- WHAT TO DO
Reproduce the stretch from the line containing "# point at: epaulette" through the line containing "x=421, y=408", keeping the request lines and their sample coordinates unchanged. Multiply each answer coordinate by 0.2 and round to a whole number, with halves rounded up.

Items stored from a collection:
--- begin ---

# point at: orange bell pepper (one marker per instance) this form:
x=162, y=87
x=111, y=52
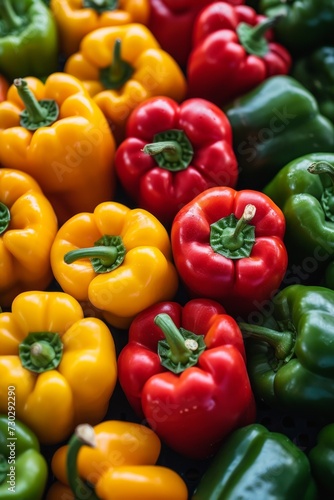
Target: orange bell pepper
x=61, y=364
x=28, y=226
x=56, y=133
x=121, y=66
x=75, y=18
x=113, y=461
x=117, y=258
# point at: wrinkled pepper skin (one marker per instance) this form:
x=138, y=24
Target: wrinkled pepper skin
x=239, y=270
x=214, y=390
x=257, y=464
x=28, y=39
x=143, y=273
x=321, y=457
x=121, y=66
x=290, y=352
x=319, y=63
x=304, y=26
x=24, y=470
x=173, y=152
x=122, y=464
x=28, y=227
x=75, y=20
x=270, y=125
x=305, y=200
x=232, y=53
x=63, y=366
x=71, y=158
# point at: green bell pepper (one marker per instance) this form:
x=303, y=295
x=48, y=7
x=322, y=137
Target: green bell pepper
x=23, y=469
x=257, y=464
x=28, y=39
x=290, y=351
x=321, y=457
x=305, y=24
x=316, y=72
x=273, y=124
x=307, y=202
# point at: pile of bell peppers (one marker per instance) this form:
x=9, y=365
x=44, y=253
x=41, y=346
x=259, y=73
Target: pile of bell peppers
x=166, y=249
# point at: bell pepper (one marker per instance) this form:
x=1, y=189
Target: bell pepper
x=304, y=25
x=58, y=135
x=28, y=39
x=321, y=458
x=28, y=227
x=306, y=200
x=274, y=124
x=228, y=246
x=62, y=364
x=184, y=367
x=112, y=461
x=118, y=259
x=77, y=18
x=173, y=152
x=121, y=66
x=290, y=351
x=254, y=463
x=231, y=53
x=316, y=72
x=23, y=469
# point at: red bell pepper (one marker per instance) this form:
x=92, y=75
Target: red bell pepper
x=228, y=246
x=233, y=52
x=183, y=370
x=171, y=22
x=173, y=152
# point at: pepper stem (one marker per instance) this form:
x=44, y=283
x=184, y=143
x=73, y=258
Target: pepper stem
x=4, y=217
x=283, y=342
x=180, y=349
x=83, y=436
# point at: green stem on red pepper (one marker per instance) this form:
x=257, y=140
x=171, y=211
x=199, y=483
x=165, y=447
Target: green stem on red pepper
x=180, y=349
x=83, y=436
x=118, y=72
x=36, y=113
x=171, y=149
x=107, y=254
x=327, y=197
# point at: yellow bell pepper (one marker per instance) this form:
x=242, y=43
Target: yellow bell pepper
x=121, y=66
x=59, y=136
x=76, y=18
x=113, y=461
x=119, y=259
x=28, y=226
x=61, y=364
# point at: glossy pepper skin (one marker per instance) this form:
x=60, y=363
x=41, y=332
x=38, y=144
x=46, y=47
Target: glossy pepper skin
x=121, y=66
x=69, y=152
x=178, y=389
x=119, y=460
x=227, y=252
x=306, y=201
x=257, y=464
x=290, y=351
x=304, y=26
x=28, y=227
x=62, y=364
x=173, y=152
x=321, y=458
x=76, y=18
x=231, y=53
x=320, y=63
x=24, y=470
x=273, y=124
x=119, y=259
x=28, y=39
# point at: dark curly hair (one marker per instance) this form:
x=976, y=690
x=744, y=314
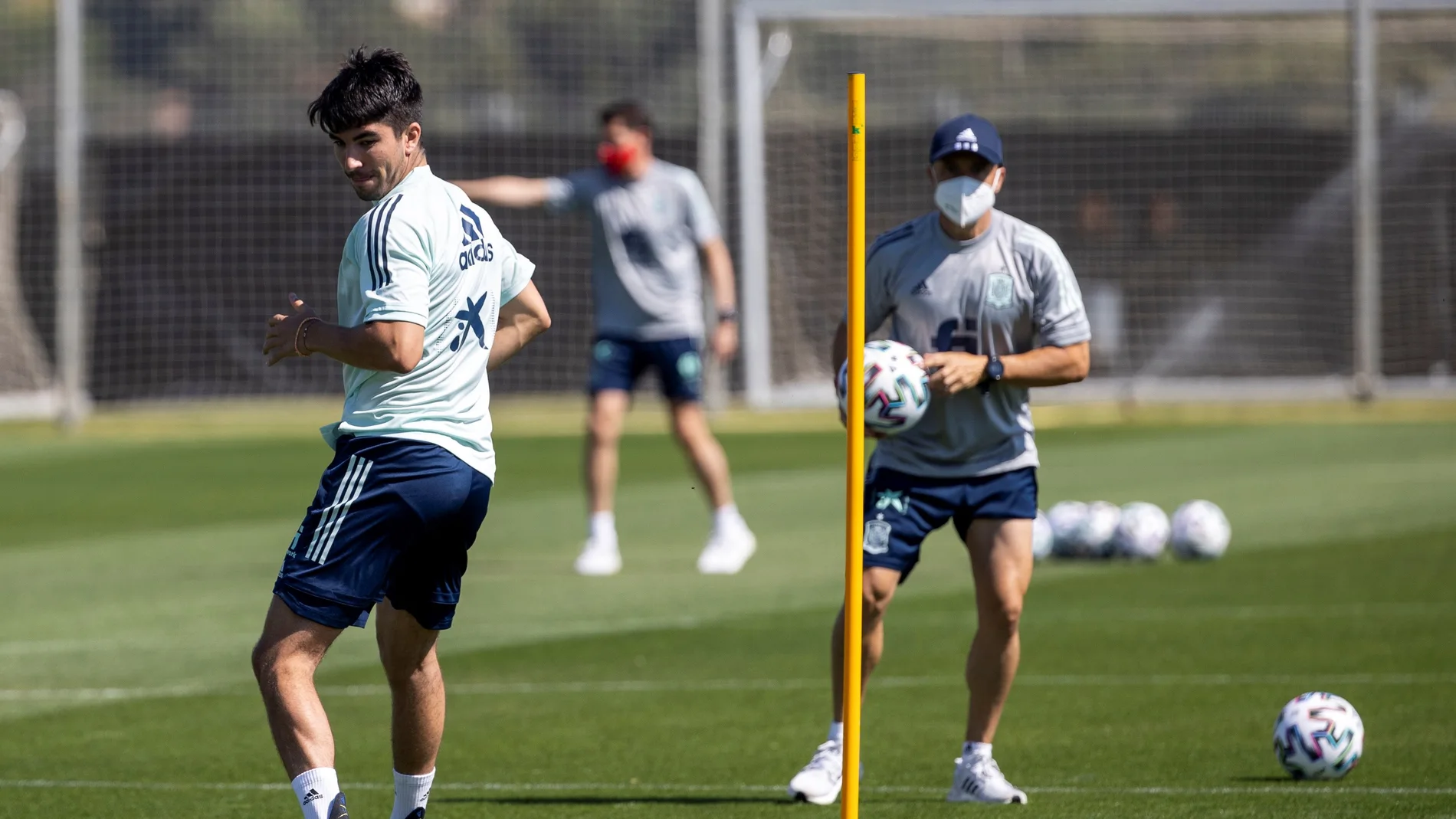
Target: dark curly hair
x=373, y=87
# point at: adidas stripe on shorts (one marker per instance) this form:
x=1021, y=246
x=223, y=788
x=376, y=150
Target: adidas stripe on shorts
x=392, y=518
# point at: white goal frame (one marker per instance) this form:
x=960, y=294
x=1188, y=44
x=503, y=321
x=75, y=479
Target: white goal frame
x=752, y=66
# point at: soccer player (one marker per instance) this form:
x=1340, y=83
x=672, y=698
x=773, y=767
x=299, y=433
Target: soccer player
x=993, y=304
x=431, y=297
x=650, y=221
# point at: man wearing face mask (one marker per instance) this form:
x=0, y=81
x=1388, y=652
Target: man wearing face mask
x=995, y=307
x=651, y=226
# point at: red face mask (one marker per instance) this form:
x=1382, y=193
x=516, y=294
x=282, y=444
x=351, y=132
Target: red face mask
x=615, y=158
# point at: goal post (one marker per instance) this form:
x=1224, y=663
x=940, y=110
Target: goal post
x=25, y=369
x=1205, y=165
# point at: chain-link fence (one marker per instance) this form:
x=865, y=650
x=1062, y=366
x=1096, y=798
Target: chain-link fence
x=1197, y=171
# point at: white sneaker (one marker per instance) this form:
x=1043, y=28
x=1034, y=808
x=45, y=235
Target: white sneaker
x=727, y=552
x=979, y=778
x=598, y=558
x=820, y=780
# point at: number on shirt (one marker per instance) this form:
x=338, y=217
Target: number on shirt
x=957, y=333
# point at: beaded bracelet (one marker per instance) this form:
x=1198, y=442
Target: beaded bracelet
x=302, y=333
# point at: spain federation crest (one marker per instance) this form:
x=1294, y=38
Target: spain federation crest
x=999, y=291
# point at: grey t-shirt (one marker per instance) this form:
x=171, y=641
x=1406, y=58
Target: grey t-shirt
x=645, y=234
x=1005, y=291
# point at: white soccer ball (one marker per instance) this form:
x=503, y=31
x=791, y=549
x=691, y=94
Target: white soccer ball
x=1318, y=736
x=1095, y=536
x=1142, y=532
x=1041, y=537
x=1066, y=518
x=897, y=388
x=1200, y=531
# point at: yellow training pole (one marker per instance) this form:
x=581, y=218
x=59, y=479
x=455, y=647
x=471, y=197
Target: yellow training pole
x=855, y=463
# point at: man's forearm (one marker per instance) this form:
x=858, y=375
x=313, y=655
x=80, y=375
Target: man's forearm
x=506, y=191
x=1046, y=367
x=363, y=346
x=510, y=341
x=720, y=277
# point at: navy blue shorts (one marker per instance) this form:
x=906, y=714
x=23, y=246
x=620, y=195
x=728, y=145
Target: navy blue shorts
x=902, y=509
x=392, y=518
x=616, y=364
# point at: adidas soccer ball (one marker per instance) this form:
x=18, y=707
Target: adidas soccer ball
x=1087, y=529
x=1318, y=736
x=1142, y=532
x=897, y=388
x=1200, y=531
x=1064, y=519
x=1095, y=536
x=1041, y=537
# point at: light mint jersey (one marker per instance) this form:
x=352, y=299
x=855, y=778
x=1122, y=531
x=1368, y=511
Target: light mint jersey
x=1009, y=290
x=645, y=234
x=427, y=255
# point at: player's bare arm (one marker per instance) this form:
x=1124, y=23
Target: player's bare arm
x=720, y=277
x=1043, y=367
x=507, y=191
x=386, y=346
x=522, y=320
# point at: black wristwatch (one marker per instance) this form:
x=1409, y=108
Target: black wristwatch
x=993, y=373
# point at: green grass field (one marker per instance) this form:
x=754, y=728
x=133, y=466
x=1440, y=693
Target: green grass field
x=134, y=575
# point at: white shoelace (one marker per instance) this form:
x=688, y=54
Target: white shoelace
x=825, y=754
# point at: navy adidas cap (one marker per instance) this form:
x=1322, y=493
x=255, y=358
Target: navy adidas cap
x=967, y=133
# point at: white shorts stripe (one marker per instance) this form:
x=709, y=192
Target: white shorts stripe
x=326, y=517
x=344, y=511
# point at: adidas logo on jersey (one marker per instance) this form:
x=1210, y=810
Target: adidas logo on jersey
x=477, y=247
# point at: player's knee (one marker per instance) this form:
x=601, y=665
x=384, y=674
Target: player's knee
x=603, y=428
x=408, y=671
x=690, y=428
x=875, y=604
x=1002, y=614
x=267, y=660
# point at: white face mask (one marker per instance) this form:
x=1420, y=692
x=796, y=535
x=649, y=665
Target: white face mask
x=964, y=200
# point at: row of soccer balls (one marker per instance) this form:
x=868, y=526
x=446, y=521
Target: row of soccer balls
x=1199, y=531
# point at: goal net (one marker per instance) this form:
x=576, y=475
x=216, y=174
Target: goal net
x=1194, y=169
x=25, y=369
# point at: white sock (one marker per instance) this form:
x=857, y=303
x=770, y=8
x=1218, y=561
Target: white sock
x=727, y=518
x=976, y=749
x=411, y=791
x=316, y=790
x=603, y=527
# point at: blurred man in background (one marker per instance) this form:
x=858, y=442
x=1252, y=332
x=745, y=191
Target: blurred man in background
x=431, y=297
x=996, y=309
x=650, y=223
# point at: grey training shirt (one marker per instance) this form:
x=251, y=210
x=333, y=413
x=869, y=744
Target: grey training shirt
x=1005, y=291
x=645, y=234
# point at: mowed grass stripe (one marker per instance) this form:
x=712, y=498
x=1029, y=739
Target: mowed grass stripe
x=737, y=686
x=686, y=788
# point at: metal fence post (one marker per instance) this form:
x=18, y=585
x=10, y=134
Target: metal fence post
x=711, y=162
x=71, y=281
x=1363, y=38
x=753, y=202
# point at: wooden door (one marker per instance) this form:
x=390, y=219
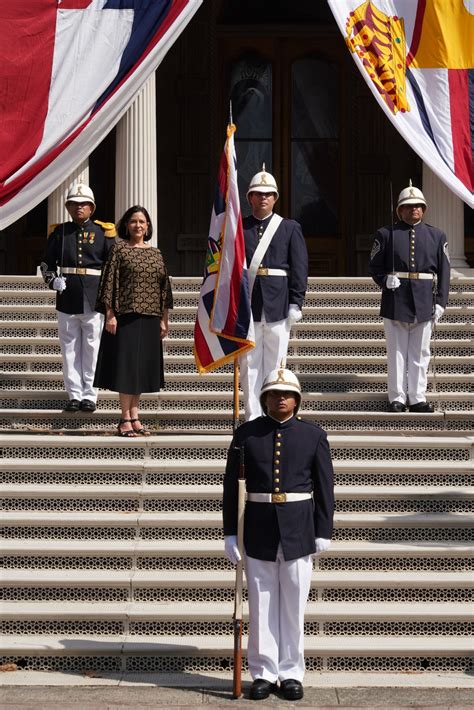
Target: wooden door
x=287, y=95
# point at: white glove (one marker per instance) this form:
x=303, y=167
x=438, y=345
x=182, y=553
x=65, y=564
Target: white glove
x=231, y=549
x=294, y=314
x=438, y=314
x=321, y=545
x=59, y=284
x=392, y=282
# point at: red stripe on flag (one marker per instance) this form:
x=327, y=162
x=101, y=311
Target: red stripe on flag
x=234, y=299
x=417, y=30
x=460, y=125
x=28, y=32
x=201, y=347
x=8, y=192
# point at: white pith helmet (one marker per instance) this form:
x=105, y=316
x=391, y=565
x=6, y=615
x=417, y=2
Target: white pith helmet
x=80, y=192
x=411, y=196
x=284, y=381
x=263, y=182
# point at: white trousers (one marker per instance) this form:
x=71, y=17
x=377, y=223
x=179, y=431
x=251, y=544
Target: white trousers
x=277, y=592
x=271, y=346
x=79, y=337
x=408, y=358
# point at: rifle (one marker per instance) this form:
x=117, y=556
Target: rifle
x=239, y=579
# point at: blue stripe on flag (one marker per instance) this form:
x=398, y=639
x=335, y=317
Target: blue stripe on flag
x=147, y=18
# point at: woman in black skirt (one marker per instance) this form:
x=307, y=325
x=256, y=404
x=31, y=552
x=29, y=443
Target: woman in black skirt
x=135, y=295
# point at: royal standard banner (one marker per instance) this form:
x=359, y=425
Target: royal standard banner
x=417, y=57
x=224, y=325
x=69, y=69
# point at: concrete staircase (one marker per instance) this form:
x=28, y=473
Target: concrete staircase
x=113, y=554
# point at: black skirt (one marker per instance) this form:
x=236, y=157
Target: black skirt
x=131, y=361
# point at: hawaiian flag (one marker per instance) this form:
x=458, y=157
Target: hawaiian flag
x=69, y=69
x=224, y=325
x=417, y=57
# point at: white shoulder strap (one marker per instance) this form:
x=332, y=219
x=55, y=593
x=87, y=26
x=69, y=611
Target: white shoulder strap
x=261, y=249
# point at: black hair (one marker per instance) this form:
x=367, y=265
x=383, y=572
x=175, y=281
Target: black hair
x=123, y=221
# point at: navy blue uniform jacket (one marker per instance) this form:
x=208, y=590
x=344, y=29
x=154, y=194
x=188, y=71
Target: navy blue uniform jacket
x=305, y=465
x=414, y=298
x=86, y=247
x=287, y=250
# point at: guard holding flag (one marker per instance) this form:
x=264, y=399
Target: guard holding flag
x=410, y=263
x=288, y=519
x=72, y=266
x=277, y=262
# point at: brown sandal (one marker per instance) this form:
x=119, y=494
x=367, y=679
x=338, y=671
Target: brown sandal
x=141, y=431
x=128, y=433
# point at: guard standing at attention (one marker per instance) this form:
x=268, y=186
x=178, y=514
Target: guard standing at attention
x=72, y=266
x=410, y=263
x=288, y=519
x=277, y=262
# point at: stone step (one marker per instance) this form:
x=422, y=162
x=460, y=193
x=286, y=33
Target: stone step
x=207, y=498
x=37, y=421
x=328, y=347
x=185, y=315
x=174, y=580
x=215, y=404
x=331, y=581
x=175, y=448
x=214, y=492
x=202, y=386
x=321, y=611
x=145, y=619
x=183, y=368
x=192, y=283
x=307, y=332
x=24, y=471
x=206, y=523
x=353, y=555
x=192, y=653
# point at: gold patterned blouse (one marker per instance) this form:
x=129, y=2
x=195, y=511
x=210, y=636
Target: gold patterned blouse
x=134, y=280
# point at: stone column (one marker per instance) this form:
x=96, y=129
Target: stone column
x=446, y=211
x=135, y=179
x=57, y=213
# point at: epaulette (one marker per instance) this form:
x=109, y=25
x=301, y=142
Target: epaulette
x=108, y=227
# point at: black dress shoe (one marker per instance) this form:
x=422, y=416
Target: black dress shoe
x=72, y=406
x=291, y=689
x=396, y=406
x=87, y=405
x=261, y=689
x=421, y=408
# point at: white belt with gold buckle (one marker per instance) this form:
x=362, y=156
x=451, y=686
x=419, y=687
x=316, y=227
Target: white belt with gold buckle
x=412, y=275
x=263, y=271
x=80, y=271
x=277, y=497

--- end ---

- RESULT OF THE EXERCISE
# point at: epaulette (one marker per instance) this form:
x=109, y=25
x=301, y=142
Target: epaulette
x=22, y=45
# point at: black dress shoe (one marker per instance) this form:
x=422, y=416
Target: black dress shoe
x=14, y=81
x=58, y=138
x=79, y=81
x=17, y=81
x=52, y=138
x=84, y=82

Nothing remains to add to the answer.